[PROBLEM REQUIREMENTS]:
Rewrite every item below so that each "photograph" becomes "image", with no other changes. Leave the pictures out of your version.

= = =

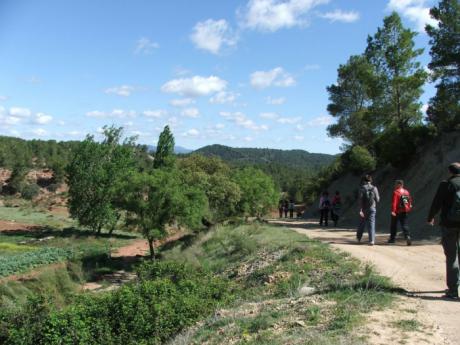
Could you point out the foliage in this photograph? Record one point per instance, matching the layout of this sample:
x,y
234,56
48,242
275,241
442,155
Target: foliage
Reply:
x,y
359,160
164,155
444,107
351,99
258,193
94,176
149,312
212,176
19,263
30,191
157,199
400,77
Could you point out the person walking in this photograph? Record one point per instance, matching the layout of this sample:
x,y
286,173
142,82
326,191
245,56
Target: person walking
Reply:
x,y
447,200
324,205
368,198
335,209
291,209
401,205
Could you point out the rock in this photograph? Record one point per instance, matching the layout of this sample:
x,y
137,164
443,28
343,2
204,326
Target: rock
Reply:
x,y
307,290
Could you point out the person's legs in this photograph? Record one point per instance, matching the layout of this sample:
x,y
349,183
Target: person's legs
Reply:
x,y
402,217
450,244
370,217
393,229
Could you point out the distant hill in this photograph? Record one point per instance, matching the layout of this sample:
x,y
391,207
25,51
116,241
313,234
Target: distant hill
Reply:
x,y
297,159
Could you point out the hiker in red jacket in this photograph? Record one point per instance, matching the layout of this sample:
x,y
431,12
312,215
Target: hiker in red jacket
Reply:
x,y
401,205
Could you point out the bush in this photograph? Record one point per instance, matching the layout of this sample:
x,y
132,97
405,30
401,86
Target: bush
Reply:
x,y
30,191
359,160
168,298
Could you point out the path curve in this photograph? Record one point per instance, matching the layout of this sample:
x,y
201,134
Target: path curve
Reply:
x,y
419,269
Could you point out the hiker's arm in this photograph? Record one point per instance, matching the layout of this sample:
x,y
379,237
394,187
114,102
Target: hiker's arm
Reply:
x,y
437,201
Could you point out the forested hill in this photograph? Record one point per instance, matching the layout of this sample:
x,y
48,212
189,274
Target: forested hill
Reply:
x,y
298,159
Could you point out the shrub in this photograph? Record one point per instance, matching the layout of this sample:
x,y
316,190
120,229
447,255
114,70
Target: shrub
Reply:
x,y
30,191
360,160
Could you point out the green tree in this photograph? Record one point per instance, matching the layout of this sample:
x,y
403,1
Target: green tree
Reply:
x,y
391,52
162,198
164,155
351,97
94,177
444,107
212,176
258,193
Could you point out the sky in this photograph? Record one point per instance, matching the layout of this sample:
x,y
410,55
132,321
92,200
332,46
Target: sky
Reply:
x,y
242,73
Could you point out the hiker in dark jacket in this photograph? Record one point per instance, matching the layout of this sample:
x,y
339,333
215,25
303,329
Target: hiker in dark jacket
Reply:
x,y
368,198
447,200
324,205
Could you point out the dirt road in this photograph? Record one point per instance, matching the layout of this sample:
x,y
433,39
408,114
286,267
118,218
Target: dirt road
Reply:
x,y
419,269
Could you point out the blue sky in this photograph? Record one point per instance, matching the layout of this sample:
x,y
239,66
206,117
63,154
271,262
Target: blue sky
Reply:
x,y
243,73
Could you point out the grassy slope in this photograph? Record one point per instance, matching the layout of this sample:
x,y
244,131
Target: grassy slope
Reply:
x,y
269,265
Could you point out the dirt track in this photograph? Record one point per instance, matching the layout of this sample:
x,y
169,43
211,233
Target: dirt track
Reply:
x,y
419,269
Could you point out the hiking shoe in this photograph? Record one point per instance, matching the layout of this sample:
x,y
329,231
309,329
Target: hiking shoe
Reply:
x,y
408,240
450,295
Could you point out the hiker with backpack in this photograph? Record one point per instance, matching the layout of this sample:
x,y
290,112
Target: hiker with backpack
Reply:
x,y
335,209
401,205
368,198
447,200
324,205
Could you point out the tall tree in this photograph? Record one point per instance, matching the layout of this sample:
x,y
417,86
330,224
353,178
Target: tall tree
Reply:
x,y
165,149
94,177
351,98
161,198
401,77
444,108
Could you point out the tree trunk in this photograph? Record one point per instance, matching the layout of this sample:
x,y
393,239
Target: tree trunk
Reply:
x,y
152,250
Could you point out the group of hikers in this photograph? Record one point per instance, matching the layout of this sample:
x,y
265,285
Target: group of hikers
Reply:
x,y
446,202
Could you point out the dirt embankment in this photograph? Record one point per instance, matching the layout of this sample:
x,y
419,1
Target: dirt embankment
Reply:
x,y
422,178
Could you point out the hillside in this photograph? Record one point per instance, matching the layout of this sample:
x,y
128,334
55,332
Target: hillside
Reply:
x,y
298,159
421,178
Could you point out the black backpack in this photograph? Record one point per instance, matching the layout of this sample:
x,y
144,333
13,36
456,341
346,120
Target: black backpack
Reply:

= = =

[RIGHT ANSWER]:
Could you point out the foliage in this image? Record one point per instance, matching the layout of this sample:
x,y
234,56
48,242
275,241
442,155
Target: foliage
Reply:
x,y
359,160
164,155
444,107
351,99
258,193
94,176
149,312
212,176
19,263
30,191
157,199
400,77
Could you point out the person walking in this image? Record one point per instance, matching the layout of this sample:
x,y
286,173
142,82
326,191
245,56
Target: person walking
Reply:
x,y
447,200
324,205
368,198
335,209
291,209
401,205
Could you point out the rock in this image? Record one point per instance, matching the layout of this sample:
x,y
137,164
443,28
343,2
204,326
Target: rock
Reply:
x,y
307,290
Could you point out the person's legs in this image? Record one point per instance, matching the layout of this sample:
x,y
349,183
Target: person's legs
Reply:
x,y
402,217
450,244
370,217
393,229
Could you point out the distant hill in this image? Record one point per instance, matching the layout of this sample:
x,y
391,207
25,51
116,241
313,234
Target: distant hill
Reply:
x,y
297,159
Could you point out the hiker in red jacket in this image? Record one point per instance, matching the layout of this sample:
x,y
431,12
312,215
Target: hiker in red jacket
Reply:
x,y
401,205
Could you point out the bush in this image? Record one point per instance, matching the layout of this sample:
x,y
132,97
405,30
401,86
Target: bush
Reply:
x,y
30,191
359,160
168,298
Could you point out the path curve in this image? Record one point per instance, matching the layout of this sample:
x,y
201,134
Target: path curve
Reply:
x,y
419,269
Could you point out the hiker's arm in this image? Record one point per instance, matching the layout of this sample:
x,y
379,237
394,187
114,102
Target: hiker's arm
Reply:
x,y
437,201
Could you point out the forested hill in this image? Record one point per instance, matching the layout of this sample:
x,y
48,212
189,274
Target: forested hill
Reply:
x,y
298,159
Could you point out the shrub in this image? Record one point per instance, matching the layout of this sample:
x,y
316,190
120,229
447,255
114,70
Target: shrub
Reply:
x,y
30,191
360,160
Could you point out the green tree in this image? Record one point per instance, matching the layout of this sample:
x,y
403,1
Target: green tree
Reply:
x,y
391,52
162,198
164,155
351,97
94,177
444,107
212,176
258,193
Could you point out the sky in this image? Record one point per instance, matching the layout of this sample:
x,y
410,55
132,321
92,200
332,46
Target: sky
Reply:
x,y
242,73
Could you point out the hiker in dark jacket in this image? Record one point per instance, matching the layout of this sample:
x,y
339,333
215,25
303,329
Target: hiker in dark jacket
Reply:
x,y
368,198
447,200
324,205
Could you point out the dirt road in this image? Record one point per instance, matching the layout of this sample:
x,y
433,39
408,114
286,267
118,218
Target: dirt road
Reply:
x,y
419,269
Could you point out the blue sky in this image? Record one point per instance, matching the layout of this sample:
x,y
239,66
206,117
63,154
271,262
Target: blue sky
Reply:
x,y
243,73
Could you point out the grassy slope in this image? Record one point per instance, matching the layout of this sample:
x,y
244,131
Target: grassy slope
Reply:
x,y
269,265
Could you point out the dirt track in this image? Record one point per instance, matching the layout of this sample:
x,y
169,43
211,233
Target: dirt track
Reply:
x,y
419,269
Could you point out the hiking shoe in this image? Record one point per instance, matching the layout of this sample:
x,y
329,231
309,329
Target: hiking shoe
Reply:
x,y
408,240
450,295
Could you point out the hiker with backpack in this image? Record one point per instance, matching the layout of this sample:
x,y
290,112
Target: hiker with backpack
Reply:
x,y
335,209
401,205
368,198
447,200
324,205
Could you point out the tall tree in this image? Record one point per instance, matching the layout of this sample:
x,y
417,86
330,224
353,178
Target: tall tree
Reply:
x,y
165,149
94,177
351,98
161,198
401,77
444,108
Could you point out the tree trunk in this image? Record one point per instance, matching the layout of this sample:
x,y
393,239
Target: tree trunk
Reply:
x,y
152,250
Could you point out the group of hikers in this image? Record one point per instance, matching the layout of this sample:
x,y
265,285
Target: group of hikers
Reply:
x,y
446,202
Could you point out the dirt embankment in this image? Record one point per instance, matching the layout of this sample:
x,y
419,1
Target: dirt embankment
Reply:
x,y
422,178
Could you point out the hillside in this image? Record one point per instance, matching the layout of this sample:
x,y
128,334
55,332
Target: hillside
Reply:
x,y
298,159
421,178
Could you point out the black backpack in this image? Record one point per instance, matching the layout of this sample:
x,y
144,333
13,36
456,341
346,120
Target: black backpack
Reply:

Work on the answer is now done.